▸ **SET TASK**: Pull every line containing the string "berry" from the records below. Matching is case-sensitive.

── DATA PROVIDED ──

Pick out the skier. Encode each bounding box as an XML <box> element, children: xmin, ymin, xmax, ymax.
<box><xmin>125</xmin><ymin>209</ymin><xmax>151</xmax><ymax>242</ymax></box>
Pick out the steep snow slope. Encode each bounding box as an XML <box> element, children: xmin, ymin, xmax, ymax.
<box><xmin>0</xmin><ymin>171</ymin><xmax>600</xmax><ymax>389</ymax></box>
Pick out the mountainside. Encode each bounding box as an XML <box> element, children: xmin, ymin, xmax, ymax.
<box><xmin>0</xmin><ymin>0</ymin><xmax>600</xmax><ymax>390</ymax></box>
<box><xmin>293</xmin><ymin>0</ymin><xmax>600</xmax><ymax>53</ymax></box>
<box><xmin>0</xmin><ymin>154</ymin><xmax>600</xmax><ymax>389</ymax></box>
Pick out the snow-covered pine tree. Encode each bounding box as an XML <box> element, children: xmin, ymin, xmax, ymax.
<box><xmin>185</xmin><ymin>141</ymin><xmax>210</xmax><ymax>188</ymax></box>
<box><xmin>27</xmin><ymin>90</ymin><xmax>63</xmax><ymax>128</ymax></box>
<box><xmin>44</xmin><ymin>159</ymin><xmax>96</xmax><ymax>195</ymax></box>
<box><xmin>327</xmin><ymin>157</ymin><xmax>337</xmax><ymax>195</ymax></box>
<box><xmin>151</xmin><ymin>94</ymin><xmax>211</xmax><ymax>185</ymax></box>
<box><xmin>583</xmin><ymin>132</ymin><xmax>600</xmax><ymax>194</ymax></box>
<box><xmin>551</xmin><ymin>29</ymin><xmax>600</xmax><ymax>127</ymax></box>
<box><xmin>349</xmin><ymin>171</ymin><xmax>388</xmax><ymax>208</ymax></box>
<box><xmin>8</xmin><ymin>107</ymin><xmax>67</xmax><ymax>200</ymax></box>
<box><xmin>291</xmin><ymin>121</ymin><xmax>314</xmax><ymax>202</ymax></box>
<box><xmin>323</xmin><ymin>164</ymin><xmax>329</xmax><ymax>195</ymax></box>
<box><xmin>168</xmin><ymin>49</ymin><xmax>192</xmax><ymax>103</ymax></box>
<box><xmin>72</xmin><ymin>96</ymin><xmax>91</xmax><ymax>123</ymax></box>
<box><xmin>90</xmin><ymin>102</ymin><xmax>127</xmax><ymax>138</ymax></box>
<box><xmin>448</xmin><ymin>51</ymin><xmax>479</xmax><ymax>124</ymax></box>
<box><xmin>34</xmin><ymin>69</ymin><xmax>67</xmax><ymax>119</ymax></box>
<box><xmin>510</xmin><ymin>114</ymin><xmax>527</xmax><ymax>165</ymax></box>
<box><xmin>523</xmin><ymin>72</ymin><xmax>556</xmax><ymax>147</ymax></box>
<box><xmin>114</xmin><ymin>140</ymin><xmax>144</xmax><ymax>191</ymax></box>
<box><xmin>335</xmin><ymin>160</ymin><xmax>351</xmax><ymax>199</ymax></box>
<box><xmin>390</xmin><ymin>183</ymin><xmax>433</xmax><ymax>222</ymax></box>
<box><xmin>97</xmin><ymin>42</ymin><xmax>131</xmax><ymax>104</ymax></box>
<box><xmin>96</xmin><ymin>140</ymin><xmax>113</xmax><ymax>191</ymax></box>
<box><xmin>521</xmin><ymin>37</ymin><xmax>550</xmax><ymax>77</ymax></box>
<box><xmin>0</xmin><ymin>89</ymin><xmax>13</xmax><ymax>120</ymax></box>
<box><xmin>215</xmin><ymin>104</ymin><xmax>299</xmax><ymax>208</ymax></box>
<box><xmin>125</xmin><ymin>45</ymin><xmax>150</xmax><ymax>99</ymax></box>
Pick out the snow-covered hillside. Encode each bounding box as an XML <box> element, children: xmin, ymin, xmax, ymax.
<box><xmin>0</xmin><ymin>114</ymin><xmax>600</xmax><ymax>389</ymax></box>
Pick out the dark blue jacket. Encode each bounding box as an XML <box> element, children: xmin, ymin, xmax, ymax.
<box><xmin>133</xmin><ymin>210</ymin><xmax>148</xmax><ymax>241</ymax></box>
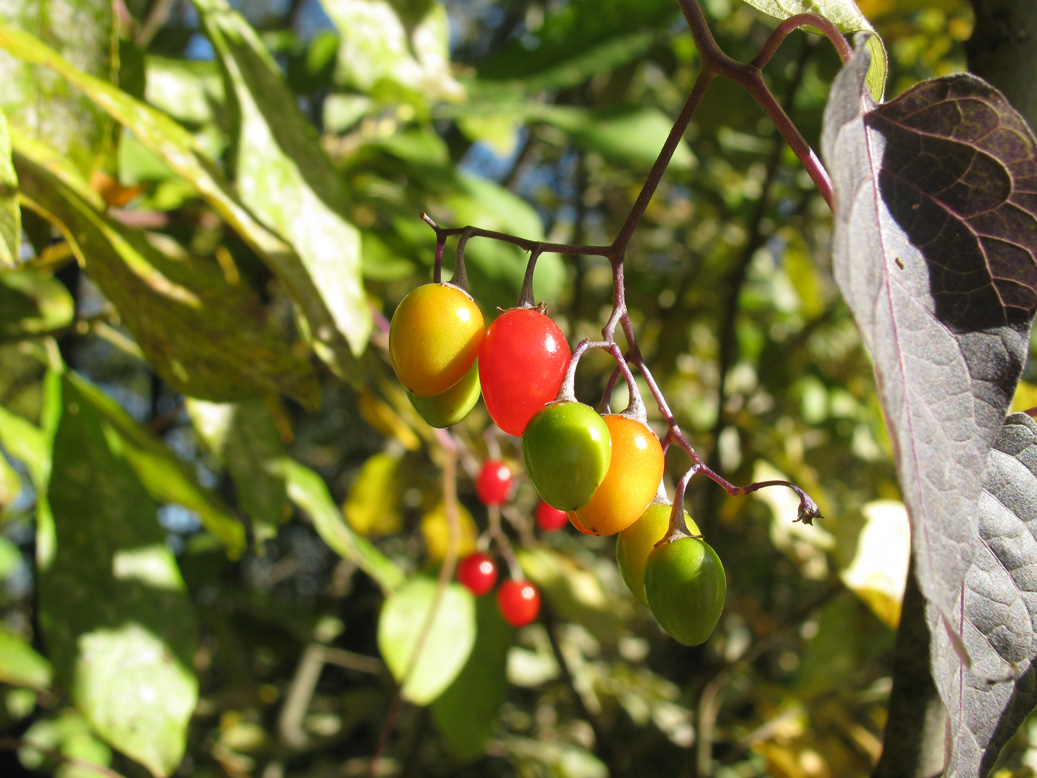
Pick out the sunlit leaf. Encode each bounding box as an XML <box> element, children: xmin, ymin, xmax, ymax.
<box><xmin>36</xmin><ymin>373</ymin><xmax>198</xmax><ymax>776</ymax></box>
<box><xmin>18</xmin><ymin>708</ymin><xmax>112</xmax><ymax>778</ymax></box>
<box><xmin>430</xmin><ymin>596</ymin><xmax>513</xmax><ymax>761</ymax></box>
<box><xmin>194</xmin><ymin>0</ymin><xmax>371</xmax><ymax>363</ymax></box>
<box><xmin>746</xmin><ymin>0</ymin><xmax>889</xmax><ymax>100</ymax></box>
<box><xmin>379</xmin><ymin>578</ymin><xmax>475</xmax><ymax>705</ymax></box>
<box><xmin>15</xmin><ymin>139</ymin><xmax>316</xmax><ymax>405</ymax></box>
<box><xmin>0</xmin><ymin>623</ymin><xmax>52</xmax><ymax>691</ymax></box>
<box><xmin>320</xmin><ymin>0</ymin><xmax>465</xmax><ymax>108</ymax></box>
<box><xmin>0</xmin><ymin>25</ymin><xmax>362</xmax><ymax>387</ymax></box>
<box><xmin>187</xmin><ymin>399</ymin><xmax>288</xmax><ymax>544</ymax></box>
<box><xmin>839</xmin><ymin>500</ymin><xmax>910</xmax><ymax>629</ymax></box>
<box><xmin>0</xmin><ymin>0</ymin><xmax>114</xmax><ymax>172</ymax></box>
<box><xmin>822</xmin><ymin>39</ymin><xmax>1037</xmax><ymax>663</ymax></box>
<box><xmin>284</xmin><ymin>460</ymin><xmax>403</xmax><ymax>592</ymax></box>
<box><xmin>0</xmin><ymin>271</ymin><xmax>76</xmax><ymax>340</ymax></box>
<box><xmin>0</xmin><ymin>110</ymin><xmax>22</xmax><ymax>268</ymax></box>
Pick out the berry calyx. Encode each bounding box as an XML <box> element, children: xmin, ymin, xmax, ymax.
<box><xmin>457</xmin><ymin>552</ymin><xmax>497</xmax><ymax>596</ymax></box>
<box><xmin>475</xmin><ymin>460</ymin><xmax>514</xmax><ymax>505</ymax></box>
<box><xmin>497</xmin><ymin>579</ymin><xmax>540</xmax><ymax>627</ymax></box>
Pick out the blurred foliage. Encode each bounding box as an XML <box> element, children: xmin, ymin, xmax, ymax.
<box><xmin>0</xmin><ymin>0</ymin><xmax>1037</xmax><ymax>778</ymax></box>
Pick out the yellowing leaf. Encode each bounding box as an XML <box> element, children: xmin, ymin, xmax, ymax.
<box><xmin>1009</xmin><ymin>381</ymin><xmax>1037</xmax><ymax>413</ymax></box>
<box><xmin>421</xmin><ymin>502</ymin><xmax>479</xmax><ymax>562</ymax></box>
<box><xmin>840</xmin><ymin>500</ymin><xmax>910</xmax><ymax>629</ymax></box>
<box><xmin>342</xmin><ymin>451</ymin><xmax>403</xmax><ymax>536</ymax></box>
<box><xmin>357</xmin><ymin>389</ymin><xmax>421</xmax><ymax>451</ymax></box>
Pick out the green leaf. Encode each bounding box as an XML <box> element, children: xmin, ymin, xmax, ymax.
<box><xmin>479</xmin><ymin>0</ymin><xmax>677</xmax><ymax>90</ymax></box>
<box><xmin>430</xmin><ymin>596</ymin><xmax>514</xmax><ymax>761</ymax></box>
<box><xmin>0</xmin><ymin>18</ymin><xmax>366</xmax><ymax>382</ymax></box>
<box><xmin>284</xmin><ymin>460</ymin><xmax>403</xmax><ymax>592</ymax></box>
<box><xmin>536</xmin><ymin>106</ymin><xmax>695</xmax><ymax>170</ymax></box>
<box><xmin>36</xmin><ymin>372</ymin><xmax>198</xmax><ymax>776</ymax></box>
<box><xmin>379</xmin><ymin>578</ymin><xmax>475</xmax><ymax>705</ymax></box>
<box><xmin>194</xmin><ymin>0</ymin><xmax>372</xmax><ymax>363</ymax></box>
<box><xmin>15</xmin><ymin>137</ymin><xmax>317</xmax><ymax>405</ymax></box>
<box><xmin>0</xmin><ymin>0</ymin><xmax>114</xmax><ymax>173</ymax></box>
<box><xmin>68</xmin><ymin>372</ymin><xmax>245</xmax><ymax>557</ymax></box>
<box><xmin>746</xmin><ymin>0</ymin><xmax>889</xmax><ymax>102</ymax></box>
<box><xmin>0</xmin><ymin>406</ymin><xmax>47</xmax><ymax>489</ymax></box>
<box><xmin>0</xmin><ymin>623</ymin><xmax>52</xmax><ymax>691</ymax></box>
<box><xmin>18</xmin><ymin>707</ymin><xmax>112</xmax><ymax>778</ymax></box>
<box><xmin>187</xmin><ymin>399</ymin><xmax>288</xmax><ymax>545</ymax></box>
<box><xmin>0</xmin><ymin>111</ymin><xmax>22</xmax><ymax>268</ymax></box>
<box><xmin>0</xmin><ymin>270</ymin><xmax>76</xmax><ymax>340</ymax></box>
<box><xmin>320</xmin><ymin>0</ymin><xmax>465</xmax><ymax>109</ymax></box>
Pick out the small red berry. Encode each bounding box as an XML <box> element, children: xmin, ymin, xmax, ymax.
<box><xmin>457</xmin><ymin>552</ymin><xmax>497</xmax><ymax>596</ymax></box>
<box><xmin>536</xmin><ymin>500</ymin><xmax>569</xmax><ymax>532</ymax></box>
<box><xmin>475</xmin><ymin>460</ymin><xmax>514</xmax><ymax>505</ymax></box>
<box><xmin>497</xmin><ymin>579</ymin><xmax>540</xmax><ymax>627</ymax></box>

───

▸ **RESPONSE TO THE EXERCISE**:
Pick out the berry calyx. Encode each bounding box as an XML <box> element, children: xmin, ymin, xmax, ymax.
Pick out the small red berry. Encode each bounding box as an XML <box> element, children: xmin, ymin, xmax, ymax.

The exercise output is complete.